TASK STATEMENT – Find every line in the items below that contains the word "belt" and copy each of those lines. Case counts, so match uppercase and lowercase exactly.

DATA –

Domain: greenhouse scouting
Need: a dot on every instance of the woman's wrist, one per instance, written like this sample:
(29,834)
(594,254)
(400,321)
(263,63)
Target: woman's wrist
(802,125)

--

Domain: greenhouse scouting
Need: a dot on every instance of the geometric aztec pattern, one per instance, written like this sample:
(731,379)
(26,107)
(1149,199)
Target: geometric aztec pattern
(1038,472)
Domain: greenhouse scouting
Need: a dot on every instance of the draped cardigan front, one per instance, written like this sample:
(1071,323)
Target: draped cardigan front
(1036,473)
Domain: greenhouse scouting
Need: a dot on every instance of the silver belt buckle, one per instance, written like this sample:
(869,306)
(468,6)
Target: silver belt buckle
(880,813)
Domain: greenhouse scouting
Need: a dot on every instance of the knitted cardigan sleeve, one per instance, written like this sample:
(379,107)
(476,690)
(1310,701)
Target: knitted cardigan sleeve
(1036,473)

OUTPUT –
Need: a dot on every instance of the silver belt buckle, one per instance, written like this sample:
Target: silver belt buckle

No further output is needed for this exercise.